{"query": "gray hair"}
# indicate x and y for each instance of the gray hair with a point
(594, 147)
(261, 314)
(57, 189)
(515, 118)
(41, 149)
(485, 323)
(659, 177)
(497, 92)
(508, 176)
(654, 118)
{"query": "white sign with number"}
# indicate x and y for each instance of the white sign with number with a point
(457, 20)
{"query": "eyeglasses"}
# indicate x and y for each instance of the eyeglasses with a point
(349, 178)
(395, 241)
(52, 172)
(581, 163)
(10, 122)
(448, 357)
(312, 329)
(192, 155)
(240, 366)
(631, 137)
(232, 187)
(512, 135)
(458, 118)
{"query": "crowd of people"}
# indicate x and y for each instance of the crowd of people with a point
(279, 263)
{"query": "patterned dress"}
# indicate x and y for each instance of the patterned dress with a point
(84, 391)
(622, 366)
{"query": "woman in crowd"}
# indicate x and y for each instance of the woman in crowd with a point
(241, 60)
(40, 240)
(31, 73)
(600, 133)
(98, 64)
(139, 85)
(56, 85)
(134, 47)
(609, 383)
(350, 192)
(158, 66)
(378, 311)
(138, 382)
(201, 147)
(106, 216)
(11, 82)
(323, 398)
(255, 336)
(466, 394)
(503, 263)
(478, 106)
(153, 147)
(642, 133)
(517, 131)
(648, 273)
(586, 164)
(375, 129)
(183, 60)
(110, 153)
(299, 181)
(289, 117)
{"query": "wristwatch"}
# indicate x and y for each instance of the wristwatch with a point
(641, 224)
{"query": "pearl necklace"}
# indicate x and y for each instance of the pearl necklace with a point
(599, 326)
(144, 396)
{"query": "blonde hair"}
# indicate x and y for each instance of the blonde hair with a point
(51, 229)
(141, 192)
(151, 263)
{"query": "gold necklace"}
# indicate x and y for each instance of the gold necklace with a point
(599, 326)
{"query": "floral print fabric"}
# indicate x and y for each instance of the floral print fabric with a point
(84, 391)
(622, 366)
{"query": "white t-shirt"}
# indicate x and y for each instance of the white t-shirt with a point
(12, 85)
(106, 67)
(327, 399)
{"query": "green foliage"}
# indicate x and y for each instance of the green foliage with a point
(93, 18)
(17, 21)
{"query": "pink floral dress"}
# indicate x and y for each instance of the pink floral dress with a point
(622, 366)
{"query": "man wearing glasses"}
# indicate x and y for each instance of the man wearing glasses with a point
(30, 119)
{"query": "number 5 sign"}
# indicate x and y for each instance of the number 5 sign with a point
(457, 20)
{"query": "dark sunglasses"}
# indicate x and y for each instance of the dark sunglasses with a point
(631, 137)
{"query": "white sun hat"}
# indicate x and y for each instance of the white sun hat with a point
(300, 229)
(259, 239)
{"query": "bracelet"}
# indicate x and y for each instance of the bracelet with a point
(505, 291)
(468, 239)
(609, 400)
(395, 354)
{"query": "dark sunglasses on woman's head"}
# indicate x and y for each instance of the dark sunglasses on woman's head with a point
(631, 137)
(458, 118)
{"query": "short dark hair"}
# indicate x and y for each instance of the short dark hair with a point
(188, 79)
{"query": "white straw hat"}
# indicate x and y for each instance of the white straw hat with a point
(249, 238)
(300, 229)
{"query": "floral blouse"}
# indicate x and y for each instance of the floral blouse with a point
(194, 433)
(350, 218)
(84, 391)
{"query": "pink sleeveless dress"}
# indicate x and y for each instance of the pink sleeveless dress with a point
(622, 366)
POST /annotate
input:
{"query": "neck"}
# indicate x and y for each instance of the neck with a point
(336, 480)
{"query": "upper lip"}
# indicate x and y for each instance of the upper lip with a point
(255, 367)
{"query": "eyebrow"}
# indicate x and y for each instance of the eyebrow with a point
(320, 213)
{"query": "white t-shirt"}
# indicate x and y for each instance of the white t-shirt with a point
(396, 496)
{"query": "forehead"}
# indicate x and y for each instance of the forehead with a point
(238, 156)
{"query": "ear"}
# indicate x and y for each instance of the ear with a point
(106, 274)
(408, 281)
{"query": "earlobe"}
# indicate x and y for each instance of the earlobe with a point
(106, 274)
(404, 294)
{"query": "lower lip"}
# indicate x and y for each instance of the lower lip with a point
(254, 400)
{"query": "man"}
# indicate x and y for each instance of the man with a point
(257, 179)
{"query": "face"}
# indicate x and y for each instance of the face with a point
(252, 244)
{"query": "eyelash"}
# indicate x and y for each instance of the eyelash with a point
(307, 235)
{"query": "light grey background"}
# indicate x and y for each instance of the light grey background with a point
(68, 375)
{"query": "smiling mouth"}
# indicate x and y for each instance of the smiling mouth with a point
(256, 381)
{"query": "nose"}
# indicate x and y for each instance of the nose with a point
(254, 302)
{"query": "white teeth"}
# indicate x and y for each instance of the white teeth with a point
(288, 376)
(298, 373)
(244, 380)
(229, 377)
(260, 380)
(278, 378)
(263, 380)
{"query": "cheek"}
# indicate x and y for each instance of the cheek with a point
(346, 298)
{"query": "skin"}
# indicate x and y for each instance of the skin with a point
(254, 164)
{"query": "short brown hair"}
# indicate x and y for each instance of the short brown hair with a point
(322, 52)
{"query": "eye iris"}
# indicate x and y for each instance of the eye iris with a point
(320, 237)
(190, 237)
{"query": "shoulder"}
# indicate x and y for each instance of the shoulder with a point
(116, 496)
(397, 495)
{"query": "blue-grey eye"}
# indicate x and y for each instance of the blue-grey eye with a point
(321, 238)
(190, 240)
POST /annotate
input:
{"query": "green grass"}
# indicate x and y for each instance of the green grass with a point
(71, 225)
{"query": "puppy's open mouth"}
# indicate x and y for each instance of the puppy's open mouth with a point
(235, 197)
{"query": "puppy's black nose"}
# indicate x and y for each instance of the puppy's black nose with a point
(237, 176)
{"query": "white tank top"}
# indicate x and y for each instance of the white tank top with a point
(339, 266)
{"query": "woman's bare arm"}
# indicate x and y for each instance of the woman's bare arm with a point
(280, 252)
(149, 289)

(TASK DESCRIPTION):
Every record should be printed again exactly as it reads.

(RESPONSE BOX):
{"query": "gray hair"}
# indicate x and y for each instance of the gray hair with a point
(594, 147)
(261, 314)
(57, 189)
(515, 118)
(41, 149)
(485, 323)
(659, 177)
(497, 92)
(508, 176)
(654, 118)
{"query": "white sign with number"}
# indicate x and y for each instance of the white sign with number with a point
(457, 20)
{"query": "eyeglasses"}
# indicate x and y for each instance of the eyeglasses with a point
(349, 178)
(395, 241)
(52, 172)
(581, 163)
(10, 122)
(448, 357)
(312, 329)
(192, 155)
(240, 366)
(631, 137)
(232, 187)
(512, 135)
(458, 118)
{"query": "crowd of people"}
# indicate x and y for each instance of the crowd of people with a point
(279, 263)
{"query": "patterned dress"}
# indicate x and y for each instance of the patterned dress with a point
(84, 391)
(622, 366)
{"query": "woman in crowd"}
# indicate x and y for each instance of the woman in crowd with a point
(241, 60)
(40, 240)
(31, 73)
(600, 133)
(98, 64)
(139, 85)
(56, 85)
(134, 47)
(609, 383)
(350, 192)
(158, 66)
(378, 311)
(138, 382)
(201, 147)
(106, 216)
(11, 82)
(323, 398)
(255, 336)
(466, 394)
(503, 263)
(478, 106)
(153, 147)
(642, 133)
(517, 131)
(648, 273)
(586, 164)
(375, 129)
(183, 60)
(110, 153)
(299, 181)
(289, 117)
{"query": "wristwatch"}
# indicate x and y for each instance of the wristwatch with a point
(641, 224)
{"query": "pearl necklace"}
# indicate x and y for each instance of the pearl necklace with a point
(599, 326)
(144, 396)
{"query": "blonde hair"}
# indicate x and y for each instance of the blonde hair with a point
(51, 229)
(141, 192)
(151, 263)
{"query": "gold necklace"}
# indicate x and y for each instance of the gold necklace with a point
(599, 326)
{"query": "floral print fabric"}
# indicate x and y for each instance of the floral print fabric with a point
(84, 391)
(622, 366)
{"query": "white t-shirt"}
# indicate x and y for each instance of the white t-shirt with a point
(12, 85)
(106, 67)
(327, 399)
{"query": "green foliage"}
# indicate x and y for each instance of the green foliage with a point
(93, 18)
(17, 21)
{"query": "pink floral dress"}
# indicate x and y for each instance of the pink floral dress with a point
(622, 366)
{"query": "man wearing glasses"}
# indicate x and y for each instance of the man wearing glasses with a point
(30, 119)
{"query": "number 5 sign"}
# indicate x and y for each instance of the number 5 sign with a point
(457, 20)
{"query": "dark sunglasses"}
# indicate x and y for each instance of the dark sunglasses with a point
(631, 137)
{"query": "white sun hat"}
# indicate x and y for each instance of the white sun hat with a point
(300, 229)
(259, 239)
{"query": "bracelet"}
# indicate x and y for each instance of the bracelet with a point
(505, 291)
(468, 239)
(609, 400)
(395, 354)
{"query": "dark sunglasses on woman's head"}
# indicate x and y for each instance of the dark sunglasses on woman's head with a point
(631, 137)
(458, 118)
{"query": "short dark hair"}
# indicate x and y for each instance of the short dark hair with a point
(188, 79)
{"query": "white straw hat"}
# indicate x and y for each instance of the white straw hat with a point
(249, 238)
(300, 229)
{"query": "floral blouse"}
# indicate x and y for each instance of the floral blouse with a point
(194, 433)
(350, 218)
(84, 391)
{"query": "pink sleeveless dress"}
# indicate x and y for each instance of the pink sleeveless dress with a point
(622, 366)
POST /annotate
input:
{"query": "neck"}
# indicate x and y for each instance of the neck with a point
(336, 480)
{"query": "upper lip"}
# indicate x and y for each instance of the upper lip with a point
(255, 367)
{"query": "eyebrow"}
# indicate x and y for each instance of the eyebrow with a point
(320, 213)
{"query": "white t-shirt"}
# indicate x and y for each instance of the white t-shirt with a point
(396, 496)
{"query": "forehead"}
# indicate x and y for each instance of the forehead with a point
(238, 156)
{"query": "ear"}
# indicate x and y for each instance of the ear with a point
(106, 274)
(408, 281)
{"query": "earlobe"}
# indicate x and y for each instance of the earlobe with a point
(106, 274)
(404, 294)
{"query": "lower lip"}
# indicate x and y for each instance of the lower lip with a point
(254, 400)
{"query": "man"}
# indicate x and y for each instance of the man with a point
(257, 179)
{"query": "face"}
# indicate x and y for each instance of the face with a point
(252, 244)
{"query": "eyelash"}
# indicate x and y for each instance of the eyelash with a point
(307, 235)
{"query": "light grey background"}
# indicate x and y for each instance of the light grey background with a point
(68, 375)
{"query": "smiling mouth"}
# indicate x and y for each instance of the smiling mouth with a point
(256, 381)
{"query": "nose"}
# indicate x and y for each instance of the nose with a point
(254, 302)
{"query": "white teeth"}
# indicate x and y for each instance of the white teeth with a point
(288, 376)
(298, 373)
(244, 380)
(229, 377)
(260, 380)
(278, 378)
(263, 380)
{"query": "cheek"}
# indicate x and y for each instance of the cheek with a point
(346, 298)
{"query": "skin"}
# indicate x and y for each instance of the skin with a point
(254, 164)
{"query": "short brown hair"}
# indicate x and y for each instance of the short brown hair with a point
(322, 52)
{"query": "eye iris"}
# indicate x and y for each instance of the eye iris with a point
(320, 237)
(190, 237)
{"query": "shoulder"}
# indicate x and y for each instance of the shoulder with a point
(116, 496)
(397, 495)
{"query": "blue-grey eye"}
# indicate x and y for each instance of the blue-grey eye with a point
(321, 238)
(190, 240)
POST /annotate
input:
{"query": "green grass"}
# indicate x and y for each instance of the green grass with a point
(71, 225)
{"query": "puppy's open mouth"}
# indicate x and y for each instance of the puppy's open mouth with a point
(235, 197)
{"query": "puppy's black nose"}
# indicate x and y for each instance of the puppy's black nose with a point
(237, 176)
{"query": "white tank top"}
# indicate x and y for each instance of the white tank top with a point
(339, 266)
{"query": "woman's bare arm"}
# indicate x and y for each instance of the woman's bare arm with a point
(280, 252)
(149, 289)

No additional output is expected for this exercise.